▸ **What is expected**:
Reproduce all of the data exactly.

▸ **Data for this task**:
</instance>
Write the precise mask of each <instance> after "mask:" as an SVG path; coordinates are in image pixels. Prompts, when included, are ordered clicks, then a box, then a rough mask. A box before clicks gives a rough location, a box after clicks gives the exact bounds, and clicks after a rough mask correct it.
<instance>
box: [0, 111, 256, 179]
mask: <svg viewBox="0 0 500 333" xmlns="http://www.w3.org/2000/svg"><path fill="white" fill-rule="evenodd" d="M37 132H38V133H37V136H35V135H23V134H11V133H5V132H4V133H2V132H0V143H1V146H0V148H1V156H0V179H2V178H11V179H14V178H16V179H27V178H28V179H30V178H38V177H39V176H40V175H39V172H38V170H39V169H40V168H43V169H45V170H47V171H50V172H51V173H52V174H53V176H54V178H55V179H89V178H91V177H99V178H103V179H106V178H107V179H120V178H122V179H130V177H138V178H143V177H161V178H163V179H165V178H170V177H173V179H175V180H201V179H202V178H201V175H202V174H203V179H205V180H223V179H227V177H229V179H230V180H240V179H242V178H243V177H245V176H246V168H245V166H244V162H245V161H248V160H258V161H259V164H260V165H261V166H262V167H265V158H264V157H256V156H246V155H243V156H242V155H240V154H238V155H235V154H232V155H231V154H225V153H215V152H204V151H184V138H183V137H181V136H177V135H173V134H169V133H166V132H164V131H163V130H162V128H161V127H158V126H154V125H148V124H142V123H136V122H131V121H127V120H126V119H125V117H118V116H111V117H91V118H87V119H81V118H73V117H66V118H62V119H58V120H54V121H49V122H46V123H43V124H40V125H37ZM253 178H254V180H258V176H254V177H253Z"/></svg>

▸ **Task response**:
</instance>
Write the precise mask of each <instance> after "mask:" as an SVG path; coordinates are in image pixels. Prompts, when included, are ordered clicks, then a box, then a rough mask. A box before clicks gives a rough location, a box after clicks gives the exact bounds, and clicks after a rough mask correct it.
<instance>
box: [0, 111, 256, 179]
mask: <svg viewBox="0 0 500 333" xmlns="http://www.w3.org/2000/svg"><path fill="white" fill-rule="evenodd" d="M37 132H38V133H37V136H35V135H23V134H11V133H5V132H4V133H2V132H0V143H1V146H0V148H1V156H0V179H2V178H11V179H14V178H16V179H27V178H28V179H30V178H38V177H39V176H40V175H39V172H38V170H39V169H40V168H43V169H45V170H47V171H50V172H51V173H52V174H53V176H54V178H55V179H89V178H91V177H99V178H103V179H106V178H107V179H120V178H122V179H130V177H138V178H143V177H161V178H163V179H165V178H170V177H173V179H175V180H201V179H202V178H201V175H202V174H203V179H205V180H223V179H227V177H229V179H230V180H240V179H242V178H243V177H245V176H246V168H245V166H244V162H245V161H248V160H258V161H259V164H260V165H261V166H262V167H265V158H264V157H256V156H246V155H243V156H242V155H240V154H238V155H235V154H232V155H231V154H225V153H215V152H204V151H184V138H183V137H181V136H177V135H173V134H169V133H166V132H164V131H163V130H162V128H161V127H158V126H154V125H148V124H142V123H136V122H131V121H127V120H126V119H125V117H118V116H111V117H91V118H87V119H81V118H73V117H66V118H62V119H58V120H54V121H49V122H46V123H43V124H40V125H37ZM253 178H254V180H258V176H254V177H253Z"/></svg>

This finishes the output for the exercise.